Please return the listing below line for line, with no changes from start to finish.

Entries drawn from a collection
[start]

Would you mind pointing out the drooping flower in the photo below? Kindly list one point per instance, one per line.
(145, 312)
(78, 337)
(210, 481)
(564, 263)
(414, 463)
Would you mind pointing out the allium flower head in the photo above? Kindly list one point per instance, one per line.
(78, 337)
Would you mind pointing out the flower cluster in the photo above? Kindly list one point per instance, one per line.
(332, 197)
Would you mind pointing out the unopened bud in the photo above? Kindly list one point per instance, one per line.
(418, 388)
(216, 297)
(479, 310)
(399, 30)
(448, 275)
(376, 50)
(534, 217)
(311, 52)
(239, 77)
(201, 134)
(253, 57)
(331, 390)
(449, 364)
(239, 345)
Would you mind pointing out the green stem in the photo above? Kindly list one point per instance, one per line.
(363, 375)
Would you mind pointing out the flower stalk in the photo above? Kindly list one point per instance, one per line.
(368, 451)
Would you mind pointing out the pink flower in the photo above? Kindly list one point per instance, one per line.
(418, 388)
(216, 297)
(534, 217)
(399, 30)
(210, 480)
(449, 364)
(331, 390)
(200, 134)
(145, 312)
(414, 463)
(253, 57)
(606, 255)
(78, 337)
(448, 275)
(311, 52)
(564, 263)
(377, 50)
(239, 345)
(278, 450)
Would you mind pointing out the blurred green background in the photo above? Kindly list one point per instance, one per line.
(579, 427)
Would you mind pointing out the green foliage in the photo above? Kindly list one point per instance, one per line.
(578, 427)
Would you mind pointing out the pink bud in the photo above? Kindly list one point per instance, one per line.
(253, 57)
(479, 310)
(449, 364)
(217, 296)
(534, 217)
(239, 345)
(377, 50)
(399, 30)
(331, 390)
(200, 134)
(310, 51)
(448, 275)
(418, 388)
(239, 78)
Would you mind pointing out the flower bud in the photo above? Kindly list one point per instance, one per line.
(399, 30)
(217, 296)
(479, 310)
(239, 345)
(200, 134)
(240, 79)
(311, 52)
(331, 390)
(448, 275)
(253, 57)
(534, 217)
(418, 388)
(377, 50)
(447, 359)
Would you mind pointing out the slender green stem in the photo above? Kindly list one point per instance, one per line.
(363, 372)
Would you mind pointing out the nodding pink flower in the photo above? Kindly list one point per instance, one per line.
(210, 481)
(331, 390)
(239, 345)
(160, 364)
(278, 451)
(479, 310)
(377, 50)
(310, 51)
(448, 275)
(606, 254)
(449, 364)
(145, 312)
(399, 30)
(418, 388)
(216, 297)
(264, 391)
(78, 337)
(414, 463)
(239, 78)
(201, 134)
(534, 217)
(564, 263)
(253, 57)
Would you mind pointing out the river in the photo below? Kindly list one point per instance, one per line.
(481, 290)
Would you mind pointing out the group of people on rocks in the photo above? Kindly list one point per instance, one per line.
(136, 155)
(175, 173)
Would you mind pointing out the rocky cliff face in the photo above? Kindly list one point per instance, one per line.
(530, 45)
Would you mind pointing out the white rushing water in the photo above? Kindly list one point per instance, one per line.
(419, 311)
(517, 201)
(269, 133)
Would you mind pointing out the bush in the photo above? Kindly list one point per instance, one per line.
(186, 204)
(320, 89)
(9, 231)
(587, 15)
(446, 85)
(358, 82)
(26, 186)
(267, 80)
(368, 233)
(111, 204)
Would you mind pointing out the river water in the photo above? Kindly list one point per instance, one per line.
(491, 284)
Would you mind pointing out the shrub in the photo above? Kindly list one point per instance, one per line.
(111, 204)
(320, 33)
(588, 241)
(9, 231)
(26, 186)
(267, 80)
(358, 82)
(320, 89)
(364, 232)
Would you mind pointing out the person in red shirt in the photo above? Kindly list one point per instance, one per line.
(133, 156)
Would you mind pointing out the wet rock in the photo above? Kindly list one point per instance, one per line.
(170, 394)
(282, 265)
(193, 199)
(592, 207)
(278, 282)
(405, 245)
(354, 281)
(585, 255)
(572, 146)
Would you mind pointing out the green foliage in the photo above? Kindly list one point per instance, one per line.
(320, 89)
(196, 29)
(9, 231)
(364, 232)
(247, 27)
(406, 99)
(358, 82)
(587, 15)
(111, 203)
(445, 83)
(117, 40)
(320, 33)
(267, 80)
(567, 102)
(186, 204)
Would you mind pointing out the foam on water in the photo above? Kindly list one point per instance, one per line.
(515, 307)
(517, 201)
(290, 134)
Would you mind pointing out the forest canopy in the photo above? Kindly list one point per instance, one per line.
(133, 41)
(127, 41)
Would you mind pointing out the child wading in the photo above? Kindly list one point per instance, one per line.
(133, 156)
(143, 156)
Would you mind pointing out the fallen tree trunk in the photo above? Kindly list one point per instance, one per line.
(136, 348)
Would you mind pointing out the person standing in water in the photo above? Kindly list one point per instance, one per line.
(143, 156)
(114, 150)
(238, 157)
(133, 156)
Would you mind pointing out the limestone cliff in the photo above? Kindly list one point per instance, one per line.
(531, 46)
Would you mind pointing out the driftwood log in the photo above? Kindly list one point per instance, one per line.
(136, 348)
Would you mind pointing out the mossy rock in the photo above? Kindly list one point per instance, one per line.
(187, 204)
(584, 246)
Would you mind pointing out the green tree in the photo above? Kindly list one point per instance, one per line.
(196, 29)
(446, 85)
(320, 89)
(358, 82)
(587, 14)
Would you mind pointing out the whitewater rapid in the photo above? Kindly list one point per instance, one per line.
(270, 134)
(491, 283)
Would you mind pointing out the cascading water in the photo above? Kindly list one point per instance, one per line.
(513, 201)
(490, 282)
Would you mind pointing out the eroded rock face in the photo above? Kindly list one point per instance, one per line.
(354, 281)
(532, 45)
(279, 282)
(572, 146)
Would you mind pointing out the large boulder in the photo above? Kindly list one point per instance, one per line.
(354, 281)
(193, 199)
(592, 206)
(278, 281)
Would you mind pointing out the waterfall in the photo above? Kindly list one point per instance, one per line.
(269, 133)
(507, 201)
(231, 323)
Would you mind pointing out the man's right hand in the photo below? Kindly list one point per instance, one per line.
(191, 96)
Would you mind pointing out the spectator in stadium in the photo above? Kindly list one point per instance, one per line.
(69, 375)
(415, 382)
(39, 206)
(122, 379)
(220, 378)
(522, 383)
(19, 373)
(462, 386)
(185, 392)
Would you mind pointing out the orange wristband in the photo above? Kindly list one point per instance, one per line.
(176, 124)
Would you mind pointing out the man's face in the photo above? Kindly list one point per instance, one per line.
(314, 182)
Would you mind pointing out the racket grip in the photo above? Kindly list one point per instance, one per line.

[end]

▶ The reply
Would you mind pointing out the drooping flower in the photo below? Kindly list one point per instance, one per line.
(145, 312)
(78, 337)
(210, 481)
(564, 263)
(414, 463)
Would you mind pointing out the allium flower head in the photo above? Kindly list one point per instance, one per line.
(78, 337)
Would you mind pointing out the flower cluster in the photo above? Kindly list one point per instance, one per line.
(332, 197)
Would you mind pointing out the unopened bud in the photo above? Kindly list one point per instance, one per line.
(418, 388)
(216, 297)
(479, 310)
(399, 30)
(448, 275)
(376, 50)
(534, 217)
(311, 52)
(239, 77)
(201, 134)
(253, 57)
(331, 390)
(449, 364)
(239, 345)
Would you mind pointing out the green stem in the photo above? Kindly list one point per instance, one per line.
(363, 375)
Would you mind pointing out the flower stalk in the photo above? Kindly list one point per instance, one per line.
(368, 451)
Would you mind pointing out the pink flower in the photo above? Kindly list one point per instance, one per line.
(418, 388)
(216, 297)
(534, 217)
(399, 30)
(210, 480)
(449, 364)
(331, 390)
(200, 134)
(145, 312)
(414, 463)
(253, 57)
(606, 255)
(78, 337)
(448, 275)
(311, 52)
(564, 263)
(377, 50)
(239, 345)
(278, 450)
Would you mind pointing out the blurred green background in the photo above? Kindly list one point per instance, one per line.
(579, 427)
Would you mind pointing out the green foliage in the photo above? Kindly list one point per instance, one per line.
(578, 427)
Would you mind pointing out the pink bud in the photo above? Kindly list one point per instance, one per line.
(253, 57)
(479, 310)
(449, 364)
(217, 296)
(534, 217)
(239, 345)
(377, 50)
(399, 30)
(331, 390)
(200, 134)
(310, 51)
(448, 275)
(418, 388)
(239, 78)
Would you mind pointing out the flower bud in the photo above? Kindly list one point per instance, one per line.
(399, 30)
(217, 296)
(479, 310)
(239, 345)
(200, 134)
(240, 79)
(311, 52)
(331, 390)
(448, 275)
(253, 57)
(534, 217)
(418, 388)
(377, 50)
(447, 359)
Would you mind pointing out the slender green stem in the photo above? Kindly list one point per instance, one per line.
(363, 372)
Would you mind pointing out the nodding pink flower in the photo above? Kindly list one point per instance, one per line.
(210, 481)
(331, 390)
(239, 345)
(160, 364)
(278, 451)
(479, 310)
(377, 50)
(310, 51)
(448, 275)
(606, 254)
(449, 364)
(145, 312)
(399, 30)
(418, 388)
(216, 297)
(264, 391)
(78, 337)
(414, 463)
(239, 78)
(201, 134)
(534, 217)
(564, 263)
(253, 57)
Would you mind pointing out the river in the photo below? Kindly list one point per instance, one per line.
(481, 290)
Would you mind pointing out the group of people on rocks in the photo above? Kindly list one point per instance, one per line.
(136, 155)
(175, 173)
Would you mind pointing out the rocky cliff face in the photo above? Kindly list one point per instance, one per line.
(530, 45)
Would you mind pointing out the white rushing water in the photo above? Kindly list one point per instance, one per line.
(419, 311)
(517, 201)
(269, 133)
Would you mind pointing out the bush in the photo above? Kindly list one point per instance, one per line.
(186, 204)
(320, 89)
(9, 231)
(587, 15)
(446, 85)
(358, 82)
(26, 186)
(267, 80)
(368, 233)
(111, 204)
Would you mind pointing out the river water in the photo above? Kindly list one point per instance, one per line.
(491, 284)
Would you mind pointing out the shrub in the photo above? Kindly list one point per instance, one per line.
(111, 204)
(320, 33)
(588, 241)
(9, 231)
(26, 186)
(267, 80)
(358, 82)
(320, 89)
(364, 232)
Would you mind pointing out the person in red shirt in the photo above? Kindly list one point per instance, one per line.
(133, 156)
Would you mind pointing out the wet rock in the photo above? Kindly list one point per instance, one per line.
(170, 394)
(282, 265)
(193, 199)
(592, 207)
(278, 282)
(405, 245)
(354, 281)
(585, 255)
(572, 146)
Would you mind pointing out the green foliage in the photo above? Kindly list one point per instance, one per line.
(320, 89)
(196, 29)
(9, 231)
(364, 232)
(247, 27)
(406, 99)
(358, 82)
(587, 15)
(111, 203)
(445, 83)
(117, 40)
(320, 33)
(267, 80)
(567, 102)
(186, 204)
Would you mind pointing out the foam on water in the photo above? Kindly list one point per instance, one per line.
(515, 307)
(517, 201)
(290, 134)
Would you mind pointing out the forest canopy in the photo above? Kindly list one point per instance, one per line.
(133, 41)
(127, 41)
Would you mind pointing out the child wading in the photo above? Kindly list one point per instance, one per line.
(133, 156)
(143, 156)
Would you mind pointing out the fallen tree trunk in the photo above? Kindly list one point per instance, one per line.
(136, 348)
Would you mind pointing out the person standing in water in the photo above? Kindly list one point per instance, one per line.
(143, 156)
(114, 150)
(238, 157)
(133, 156)
Would you mind pointing out the limestone cliff in the photo above? Kindly list one point per instance, one per line.
(531, 46)
Would you mind pointing out the driftwood log in the photo above? Kindly list one point per instance, one per line.
(136, 348)
Would you mind pointing out the mossy rock in the photo above? Kindly list one point per instance, one per line.
(187, 204)
(584, 246)
Would you mind pointing out the green tree in the photo above? Kindly list one point per instance, one per line.
(196, 29)
(446, 85)
(320, 89)
(358, 82)
(587, 14)
Would you mind pointing out the whitewater rapid in the photo above? Kindly list one point per instance, one per line.
(270, 134)
(491, 283)
Would you mind pointing out the cascading water in the photo above? Kindly list one point per instance, one per line.
(513, 201)
(490, 282)
Would you mind pointing out the eroded rock face in the photo above? Kindly list one point per instance, one per line.
(354, 281)
(532, 45)
(279, 282)
(572, 146)
Would you mind pointing out the large boulder in the photo above? Kindly list one point per instance, one per line.
(354, 281)
(193, 199)
(592, 206)
(278, 281)
Would you mind pointing out the waterfall in the photo above? Kindly list one point per instance, one per line.
(269, 133)
(507, 201)
(231, 323)
Would you mind pointing out the man's right hand in the photo below? Kindly list one point per instance, one per line.
(191, 96)
Would you mind pointing out the spectator in stadium in the photo above? Kindly list one point per instance, one per line.
(69, 375)
(415, 382)
(39, 206)
(122, 379)
(220, 378)
(522, 383)
(19, 373)
(462, 386)
(185, 392)
Would you mind pointing out the orange wristband in the photo above? Kindly list one point per instance, one per line.
(176, 124)
Would you mind pointing out the man's face in the photo above? Kindly list one point per instance, one per line.
(314, 182)
Would you mind pointing out the racket grip in the photo above? Kindly list one point per instance, one per line.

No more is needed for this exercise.